• _WHAT THE EXERCISE ASKS_: Only one stretch of the data below is needed. Output the lines from the one with "village in the photo above." up to and including the one with "base in the photo below.", exactly as they stand.

• _TASK MATERIAL_:
☆ ☆ ☆ ☆ ☆
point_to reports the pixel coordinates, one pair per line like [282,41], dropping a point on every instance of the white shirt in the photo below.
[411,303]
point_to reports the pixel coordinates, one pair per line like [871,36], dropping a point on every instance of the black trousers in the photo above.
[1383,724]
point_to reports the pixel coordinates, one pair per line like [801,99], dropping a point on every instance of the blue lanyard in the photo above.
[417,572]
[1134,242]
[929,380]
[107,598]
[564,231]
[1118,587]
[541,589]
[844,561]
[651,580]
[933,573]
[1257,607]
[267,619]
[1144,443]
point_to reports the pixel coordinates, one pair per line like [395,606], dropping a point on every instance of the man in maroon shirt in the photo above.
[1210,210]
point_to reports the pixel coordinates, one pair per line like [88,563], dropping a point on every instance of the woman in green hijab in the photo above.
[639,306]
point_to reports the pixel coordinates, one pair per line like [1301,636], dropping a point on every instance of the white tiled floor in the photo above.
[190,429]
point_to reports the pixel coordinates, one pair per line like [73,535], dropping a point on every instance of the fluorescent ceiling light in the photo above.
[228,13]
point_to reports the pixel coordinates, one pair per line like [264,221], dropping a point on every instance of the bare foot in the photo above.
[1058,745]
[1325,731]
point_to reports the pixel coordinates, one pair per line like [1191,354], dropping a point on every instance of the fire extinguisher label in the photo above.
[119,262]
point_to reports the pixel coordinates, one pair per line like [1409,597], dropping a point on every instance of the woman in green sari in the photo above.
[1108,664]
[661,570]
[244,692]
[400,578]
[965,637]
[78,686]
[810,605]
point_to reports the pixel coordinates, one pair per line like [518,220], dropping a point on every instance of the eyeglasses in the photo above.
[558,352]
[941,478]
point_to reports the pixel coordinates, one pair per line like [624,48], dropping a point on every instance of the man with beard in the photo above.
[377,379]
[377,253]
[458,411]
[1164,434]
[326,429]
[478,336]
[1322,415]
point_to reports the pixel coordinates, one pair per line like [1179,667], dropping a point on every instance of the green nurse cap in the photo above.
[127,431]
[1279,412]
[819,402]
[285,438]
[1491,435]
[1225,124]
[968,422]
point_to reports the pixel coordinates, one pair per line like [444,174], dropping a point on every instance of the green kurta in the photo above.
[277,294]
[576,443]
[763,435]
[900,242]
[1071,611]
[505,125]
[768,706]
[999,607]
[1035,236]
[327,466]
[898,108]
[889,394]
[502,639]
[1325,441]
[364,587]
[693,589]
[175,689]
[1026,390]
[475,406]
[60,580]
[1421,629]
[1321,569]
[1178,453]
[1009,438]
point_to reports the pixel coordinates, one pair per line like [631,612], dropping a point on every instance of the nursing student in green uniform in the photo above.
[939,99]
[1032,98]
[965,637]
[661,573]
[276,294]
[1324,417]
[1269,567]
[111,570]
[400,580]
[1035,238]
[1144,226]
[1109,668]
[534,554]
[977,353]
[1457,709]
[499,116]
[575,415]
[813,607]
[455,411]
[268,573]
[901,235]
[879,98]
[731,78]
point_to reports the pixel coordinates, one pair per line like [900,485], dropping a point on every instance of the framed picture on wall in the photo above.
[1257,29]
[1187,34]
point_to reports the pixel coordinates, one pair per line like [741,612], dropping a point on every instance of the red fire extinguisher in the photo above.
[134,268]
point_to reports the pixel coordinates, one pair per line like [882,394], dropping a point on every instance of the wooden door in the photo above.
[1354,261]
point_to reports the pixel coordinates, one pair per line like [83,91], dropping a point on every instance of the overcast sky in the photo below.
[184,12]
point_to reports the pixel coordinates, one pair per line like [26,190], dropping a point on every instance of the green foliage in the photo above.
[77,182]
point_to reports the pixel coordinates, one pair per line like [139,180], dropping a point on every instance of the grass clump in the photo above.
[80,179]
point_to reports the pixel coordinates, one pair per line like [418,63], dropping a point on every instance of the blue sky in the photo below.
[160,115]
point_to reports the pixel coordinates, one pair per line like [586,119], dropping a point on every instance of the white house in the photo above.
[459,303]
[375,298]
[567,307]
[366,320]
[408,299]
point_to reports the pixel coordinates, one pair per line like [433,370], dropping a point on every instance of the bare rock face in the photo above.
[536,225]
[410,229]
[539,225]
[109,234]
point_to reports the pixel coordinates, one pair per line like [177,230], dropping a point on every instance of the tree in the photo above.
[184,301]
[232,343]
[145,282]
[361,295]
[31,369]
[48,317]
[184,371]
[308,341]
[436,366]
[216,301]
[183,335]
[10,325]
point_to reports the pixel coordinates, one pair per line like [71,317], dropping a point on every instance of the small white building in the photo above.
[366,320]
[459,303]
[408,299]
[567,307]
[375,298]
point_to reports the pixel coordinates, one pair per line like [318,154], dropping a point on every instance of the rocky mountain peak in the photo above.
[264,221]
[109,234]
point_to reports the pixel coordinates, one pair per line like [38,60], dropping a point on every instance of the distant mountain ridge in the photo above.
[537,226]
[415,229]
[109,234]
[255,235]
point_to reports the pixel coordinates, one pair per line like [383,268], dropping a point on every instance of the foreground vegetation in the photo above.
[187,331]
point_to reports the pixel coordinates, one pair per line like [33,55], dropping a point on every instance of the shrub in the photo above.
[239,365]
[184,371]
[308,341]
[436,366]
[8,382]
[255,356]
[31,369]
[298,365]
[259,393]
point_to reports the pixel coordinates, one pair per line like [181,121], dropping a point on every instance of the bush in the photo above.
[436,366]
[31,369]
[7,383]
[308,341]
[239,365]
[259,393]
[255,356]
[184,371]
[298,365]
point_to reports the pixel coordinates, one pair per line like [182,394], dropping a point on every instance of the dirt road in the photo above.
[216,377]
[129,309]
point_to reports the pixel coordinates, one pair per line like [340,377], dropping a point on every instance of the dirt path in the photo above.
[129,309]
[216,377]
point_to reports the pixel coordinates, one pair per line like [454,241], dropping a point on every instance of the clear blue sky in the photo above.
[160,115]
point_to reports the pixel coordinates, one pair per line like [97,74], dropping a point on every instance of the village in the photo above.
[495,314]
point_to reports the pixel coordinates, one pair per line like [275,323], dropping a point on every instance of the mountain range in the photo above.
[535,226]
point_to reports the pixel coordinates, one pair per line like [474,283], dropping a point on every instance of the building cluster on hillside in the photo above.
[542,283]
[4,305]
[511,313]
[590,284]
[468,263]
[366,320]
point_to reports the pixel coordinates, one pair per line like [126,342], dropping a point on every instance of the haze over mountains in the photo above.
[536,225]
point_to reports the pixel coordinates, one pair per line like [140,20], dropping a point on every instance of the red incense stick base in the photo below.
☆ ☆ ☆ ☆ ☆
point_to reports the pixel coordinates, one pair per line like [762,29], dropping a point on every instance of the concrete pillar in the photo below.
☆ ☆ ☆ ☆ ☆
• _RESPONSE TO THE TASK_:
point_to reports the pixel coordinates, one pair per line like [97,74], dropping a point on every instance of the village in the photo above.
[495,314]
point_to reports the pixel coordinates, one pair per line like [275,323], dropping a point on every instance of the mountain range in the photo above.
[535,226]
point_to reports the pixel coordinates, one pair per line like [474,283], dropping a point on every instance of the building cluster on hillside in the photo above.
[542,283]
[4,305]
[511,313]
[590,284]
[468,263]
[366,320]
point_to reports the pixel coordinates, one pair per line like [126,342], dropping a point on every instance of the haze over mountains in the photo above.
[536,225]
point_to reports the pixel coordinates, one pair per line like [140,20], dropping a point on every instance of the red incense stick base in the photo below.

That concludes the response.